Task description:
Begin with the line containing "the dirt ground." and copy each line exactly through the last line of the entries, inclusive.

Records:

○ ○ ○ ○ ○ ○ ○

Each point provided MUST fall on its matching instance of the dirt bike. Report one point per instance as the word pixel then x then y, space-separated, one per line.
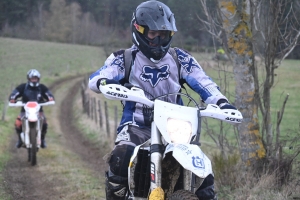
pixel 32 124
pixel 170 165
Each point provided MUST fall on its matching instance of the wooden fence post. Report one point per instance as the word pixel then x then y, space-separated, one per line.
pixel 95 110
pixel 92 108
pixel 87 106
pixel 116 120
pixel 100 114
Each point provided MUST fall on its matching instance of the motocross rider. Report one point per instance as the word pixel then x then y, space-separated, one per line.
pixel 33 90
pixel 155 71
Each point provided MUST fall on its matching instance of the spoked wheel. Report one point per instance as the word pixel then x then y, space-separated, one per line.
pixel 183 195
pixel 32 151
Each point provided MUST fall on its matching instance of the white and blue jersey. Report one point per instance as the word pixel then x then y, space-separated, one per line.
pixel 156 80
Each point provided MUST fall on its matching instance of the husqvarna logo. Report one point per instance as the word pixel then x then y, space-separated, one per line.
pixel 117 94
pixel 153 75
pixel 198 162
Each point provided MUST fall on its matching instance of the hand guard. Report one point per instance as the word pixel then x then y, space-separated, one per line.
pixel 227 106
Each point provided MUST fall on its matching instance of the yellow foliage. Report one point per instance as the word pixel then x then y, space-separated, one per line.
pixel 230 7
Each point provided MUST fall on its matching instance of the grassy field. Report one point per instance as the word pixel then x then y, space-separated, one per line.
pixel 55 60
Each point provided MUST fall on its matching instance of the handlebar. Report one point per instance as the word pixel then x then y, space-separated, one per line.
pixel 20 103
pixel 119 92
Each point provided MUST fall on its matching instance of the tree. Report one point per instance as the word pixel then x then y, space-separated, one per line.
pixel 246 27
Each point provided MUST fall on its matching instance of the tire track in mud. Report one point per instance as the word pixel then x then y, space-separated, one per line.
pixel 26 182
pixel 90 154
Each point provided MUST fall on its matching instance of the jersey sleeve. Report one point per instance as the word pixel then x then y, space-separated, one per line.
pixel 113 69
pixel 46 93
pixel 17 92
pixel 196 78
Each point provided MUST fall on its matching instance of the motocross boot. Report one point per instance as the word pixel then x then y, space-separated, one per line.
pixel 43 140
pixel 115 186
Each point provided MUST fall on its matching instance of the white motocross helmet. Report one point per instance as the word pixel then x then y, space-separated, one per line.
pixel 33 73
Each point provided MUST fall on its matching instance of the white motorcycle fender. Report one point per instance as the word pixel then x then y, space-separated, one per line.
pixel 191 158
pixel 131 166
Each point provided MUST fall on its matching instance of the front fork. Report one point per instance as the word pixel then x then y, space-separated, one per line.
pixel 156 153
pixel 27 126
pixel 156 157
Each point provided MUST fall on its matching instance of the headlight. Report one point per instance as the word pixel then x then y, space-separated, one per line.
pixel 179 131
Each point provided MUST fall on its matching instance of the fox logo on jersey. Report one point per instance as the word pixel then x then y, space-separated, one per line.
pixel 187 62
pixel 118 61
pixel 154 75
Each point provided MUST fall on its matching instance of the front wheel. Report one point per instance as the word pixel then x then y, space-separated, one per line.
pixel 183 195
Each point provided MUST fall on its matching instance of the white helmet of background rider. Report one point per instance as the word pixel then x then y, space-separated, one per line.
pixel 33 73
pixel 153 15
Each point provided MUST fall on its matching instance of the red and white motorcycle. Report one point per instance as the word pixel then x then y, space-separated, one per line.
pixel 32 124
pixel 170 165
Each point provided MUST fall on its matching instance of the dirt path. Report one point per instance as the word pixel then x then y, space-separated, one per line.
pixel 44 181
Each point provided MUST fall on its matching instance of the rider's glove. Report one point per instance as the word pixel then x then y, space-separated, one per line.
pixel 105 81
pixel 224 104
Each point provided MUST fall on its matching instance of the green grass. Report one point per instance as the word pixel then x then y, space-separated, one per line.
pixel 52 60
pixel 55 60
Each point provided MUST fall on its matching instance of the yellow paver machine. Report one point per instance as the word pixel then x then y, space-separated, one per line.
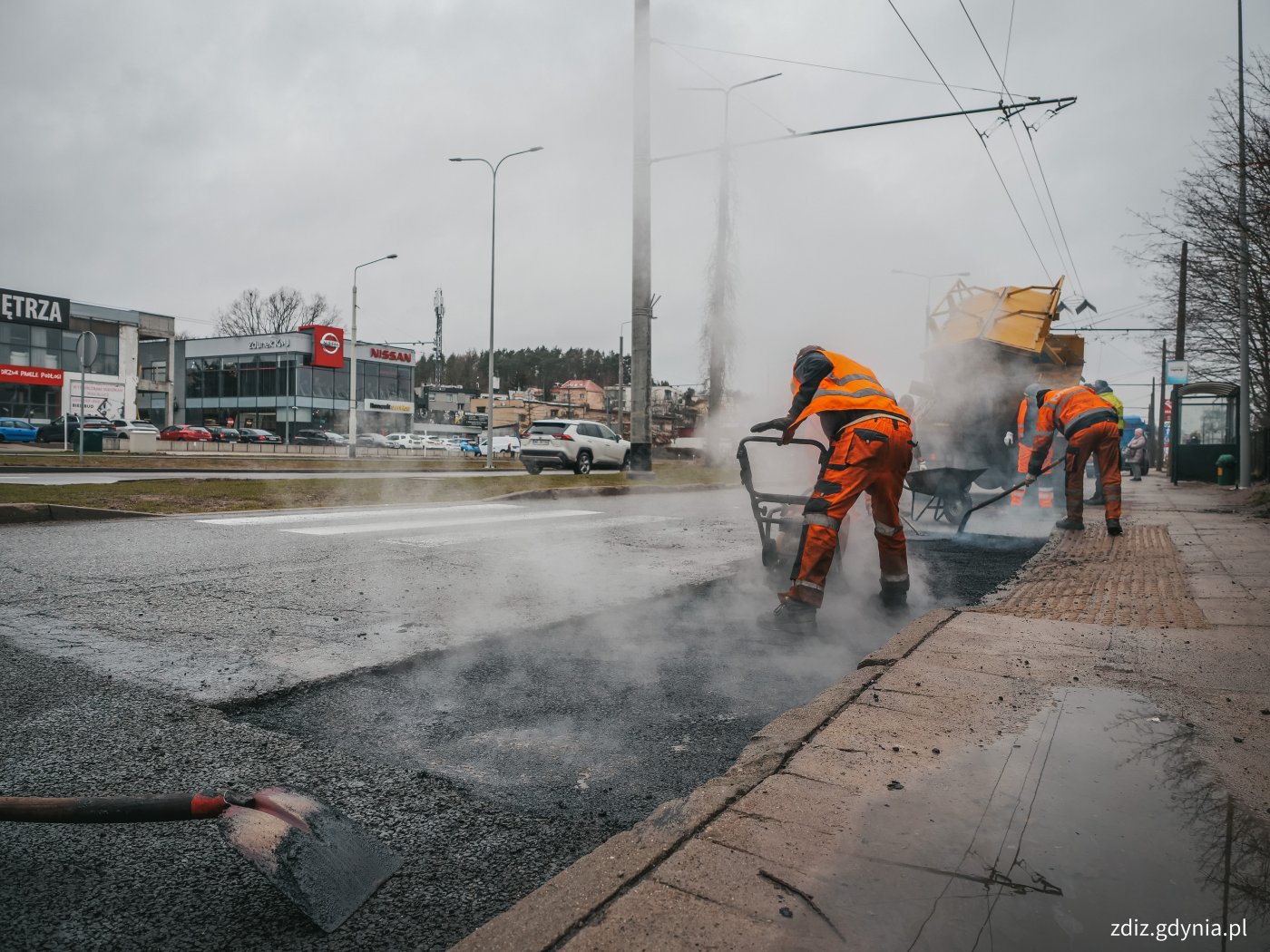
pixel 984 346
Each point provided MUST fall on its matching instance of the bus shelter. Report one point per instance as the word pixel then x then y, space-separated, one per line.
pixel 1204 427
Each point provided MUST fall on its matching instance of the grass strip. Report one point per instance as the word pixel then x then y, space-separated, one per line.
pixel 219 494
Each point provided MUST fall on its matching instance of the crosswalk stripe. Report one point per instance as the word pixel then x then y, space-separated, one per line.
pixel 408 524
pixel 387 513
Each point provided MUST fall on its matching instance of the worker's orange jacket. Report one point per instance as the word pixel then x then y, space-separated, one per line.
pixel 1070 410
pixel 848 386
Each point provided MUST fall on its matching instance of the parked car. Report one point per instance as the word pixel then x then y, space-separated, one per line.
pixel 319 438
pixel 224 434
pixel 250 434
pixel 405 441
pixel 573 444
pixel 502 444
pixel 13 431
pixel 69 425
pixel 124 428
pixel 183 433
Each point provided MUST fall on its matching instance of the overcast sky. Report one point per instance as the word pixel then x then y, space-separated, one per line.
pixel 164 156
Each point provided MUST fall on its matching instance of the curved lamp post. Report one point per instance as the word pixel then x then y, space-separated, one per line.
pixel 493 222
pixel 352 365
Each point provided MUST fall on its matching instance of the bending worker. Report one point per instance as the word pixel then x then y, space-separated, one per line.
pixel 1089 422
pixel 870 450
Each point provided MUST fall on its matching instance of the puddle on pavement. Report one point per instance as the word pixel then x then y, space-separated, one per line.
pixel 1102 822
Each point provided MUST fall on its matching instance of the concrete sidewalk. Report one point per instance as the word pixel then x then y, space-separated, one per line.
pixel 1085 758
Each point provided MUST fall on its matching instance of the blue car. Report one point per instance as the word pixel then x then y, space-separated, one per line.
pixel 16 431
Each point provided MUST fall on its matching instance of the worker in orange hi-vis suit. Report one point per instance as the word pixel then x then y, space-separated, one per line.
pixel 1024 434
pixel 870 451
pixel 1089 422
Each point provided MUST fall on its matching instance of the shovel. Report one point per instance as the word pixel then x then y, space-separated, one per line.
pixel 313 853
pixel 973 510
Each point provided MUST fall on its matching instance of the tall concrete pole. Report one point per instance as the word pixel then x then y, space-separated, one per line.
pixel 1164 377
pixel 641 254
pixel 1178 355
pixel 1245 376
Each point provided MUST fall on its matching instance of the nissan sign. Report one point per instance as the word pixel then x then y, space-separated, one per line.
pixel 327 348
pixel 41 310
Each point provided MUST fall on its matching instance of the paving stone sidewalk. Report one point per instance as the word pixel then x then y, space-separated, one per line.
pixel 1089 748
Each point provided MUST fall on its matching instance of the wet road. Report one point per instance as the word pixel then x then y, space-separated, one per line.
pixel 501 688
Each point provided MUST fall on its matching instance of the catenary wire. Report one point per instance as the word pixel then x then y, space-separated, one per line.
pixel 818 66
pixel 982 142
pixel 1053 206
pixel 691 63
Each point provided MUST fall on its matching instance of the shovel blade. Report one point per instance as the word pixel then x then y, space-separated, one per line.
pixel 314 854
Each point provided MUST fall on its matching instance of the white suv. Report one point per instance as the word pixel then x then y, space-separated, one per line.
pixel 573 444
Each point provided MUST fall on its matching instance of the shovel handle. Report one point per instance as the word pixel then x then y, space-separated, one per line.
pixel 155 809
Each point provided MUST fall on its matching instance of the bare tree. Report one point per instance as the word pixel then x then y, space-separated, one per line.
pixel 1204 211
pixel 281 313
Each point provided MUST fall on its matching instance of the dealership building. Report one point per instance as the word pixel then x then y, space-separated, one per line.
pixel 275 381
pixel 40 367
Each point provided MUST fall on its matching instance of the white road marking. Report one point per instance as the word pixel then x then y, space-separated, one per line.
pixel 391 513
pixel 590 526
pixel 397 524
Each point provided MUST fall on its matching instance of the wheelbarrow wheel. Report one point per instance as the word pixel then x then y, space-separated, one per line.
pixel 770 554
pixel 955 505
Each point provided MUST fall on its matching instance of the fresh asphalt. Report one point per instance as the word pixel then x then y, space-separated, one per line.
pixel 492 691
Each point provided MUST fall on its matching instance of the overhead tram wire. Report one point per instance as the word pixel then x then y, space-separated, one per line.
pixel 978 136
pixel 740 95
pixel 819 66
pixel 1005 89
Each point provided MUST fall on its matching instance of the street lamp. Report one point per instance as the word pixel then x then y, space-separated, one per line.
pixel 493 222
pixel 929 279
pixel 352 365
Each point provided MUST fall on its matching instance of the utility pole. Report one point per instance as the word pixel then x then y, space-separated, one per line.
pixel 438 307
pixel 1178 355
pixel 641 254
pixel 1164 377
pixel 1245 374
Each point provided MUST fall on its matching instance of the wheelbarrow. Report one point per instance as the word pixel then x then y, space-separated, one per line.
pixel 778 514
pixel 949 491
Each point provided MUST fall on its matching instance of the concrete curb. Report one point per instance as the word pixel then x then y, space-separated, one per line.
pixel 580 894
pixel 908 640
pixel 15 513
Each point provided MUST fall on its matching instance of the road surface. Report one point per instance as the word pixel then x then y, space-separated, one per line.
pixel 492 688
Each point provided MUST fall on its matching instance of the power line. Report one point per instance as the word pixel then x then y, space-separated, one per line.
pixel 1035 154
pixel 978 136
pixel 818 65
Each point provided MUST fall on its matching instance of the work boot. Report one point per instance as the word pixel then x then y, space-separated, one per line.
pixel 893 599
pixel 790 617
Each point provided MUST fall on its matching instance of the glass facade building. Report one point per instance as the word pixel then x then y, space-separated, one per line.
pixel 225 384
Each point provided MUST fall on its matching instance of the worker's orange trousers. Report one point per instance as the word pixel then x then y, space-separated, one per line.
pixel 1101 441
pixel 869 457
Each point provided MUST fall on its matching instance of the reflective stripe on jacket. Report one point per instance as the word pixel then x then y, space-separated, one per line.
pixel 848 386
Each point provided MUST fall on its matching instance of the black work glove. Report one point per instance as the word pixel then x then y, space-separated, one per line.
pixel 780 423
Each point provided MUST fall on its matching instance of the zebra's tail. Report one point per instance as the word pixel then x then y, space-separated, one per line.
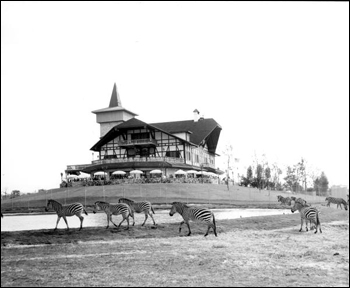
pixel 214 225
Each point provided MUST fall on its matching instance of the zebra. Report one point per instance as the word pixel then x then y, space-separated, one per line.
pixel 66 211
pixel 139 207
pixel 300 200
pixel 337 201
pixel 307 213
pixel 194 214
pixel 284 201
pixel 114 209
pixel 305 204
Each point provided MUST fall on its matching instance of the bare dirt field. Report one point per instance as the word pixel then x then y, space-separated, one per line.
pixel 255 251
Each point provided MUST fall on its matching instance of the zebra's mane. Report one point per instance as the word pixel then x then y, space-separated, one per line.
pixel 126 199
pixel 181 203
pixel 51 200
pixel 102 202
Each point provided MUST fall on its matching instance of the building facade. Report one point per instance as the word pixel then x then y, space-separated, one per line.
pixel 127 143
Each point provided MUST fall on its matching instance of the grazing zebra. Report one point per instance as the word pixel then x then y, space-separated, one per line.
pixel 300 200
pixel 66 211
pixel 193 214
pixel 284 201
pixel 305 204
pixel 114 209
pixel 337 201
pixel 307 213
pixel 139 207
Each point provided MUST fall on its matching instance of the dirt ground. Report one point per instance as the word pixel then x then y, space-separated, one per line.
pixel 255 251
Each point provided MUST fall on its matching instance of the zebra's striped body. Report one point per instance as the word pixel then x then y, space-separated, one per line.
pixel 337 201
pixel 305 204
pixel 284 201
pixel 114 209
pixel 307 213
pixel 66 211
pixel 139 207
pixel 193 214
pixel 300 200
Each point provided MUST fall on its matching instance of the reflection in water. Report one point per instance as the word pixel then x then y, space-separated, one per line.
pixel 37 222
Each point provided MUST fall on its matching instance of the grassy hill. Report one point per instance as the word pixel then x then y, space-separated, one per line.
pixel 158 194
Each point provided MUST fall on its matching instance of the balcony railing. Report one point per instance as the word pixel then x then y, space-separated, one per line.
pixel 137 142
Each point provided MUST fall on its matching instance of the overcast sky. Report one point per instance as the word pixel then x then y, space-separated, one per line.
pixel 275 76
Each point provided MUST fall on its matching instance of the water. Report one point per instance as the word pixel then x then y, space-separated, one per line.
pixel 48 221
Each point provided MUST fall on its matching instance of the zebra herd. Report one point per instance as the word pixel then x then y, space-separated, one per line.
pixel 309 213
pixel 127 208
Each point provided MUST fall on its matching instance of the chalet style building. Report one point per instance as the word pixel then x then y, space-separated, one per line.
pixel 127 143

○ ○ ○ ○ ○ ○ ○

Solution for this problem:
Each point provided MUST fall on its matching instance of the dirt ground. Report one point per instance as the word pixel then x then y, space-separated, one per line.
pixel 255 251
Each point provided MUST fall on its matching instance of the zebra's striped body. Report one point per instance as the word pixel then x then y, space-separated, one per line.
pixel 337 201
pixel 305 204
pixel 284 201
pixel 114 209
pixel 307 213
pixel 66 211
pixel 139 207
pixel 193 214
pixel 300 200
Each point provided MUST fall on its matching instance of the reflection in water. Report one point per instance as the word pixel then x then y, space-separated, one per line.
pixel 37 222
Each point provided MUST fall on its matching instance of the grassy hill. Report one point per instance as the word pixel then x then y, space-separated, one per line.
pixel 158 194
Each point provided MUST fall on its matching instance of the balcony railing. Report one point per instance as the word pixel then x then y, space-separated, one per line.
pixel 137 142
Each point provided MUST fall on its matching instance of the overcast sky. Report one point per instance as the word pixel then x then y, space-separated, one per line.
pixel 275 76
Each point provided MUST fall on its matching instance of the water. Report one point per instance as the word pixel then x then y, space-separated, one per line.
pixel 48 221
Each point provided MUST fall on its matching instance of the zebra herd. Report one point per instance as the word pixel then x then y, space-separated, one per line.
pixel 309 213
pixel 127 208
Each point provided MUST fall on its matching instance of the chalet style building. Report one point per instance as the word pixel then x then y, space-separated, one per line.
pixel 127 143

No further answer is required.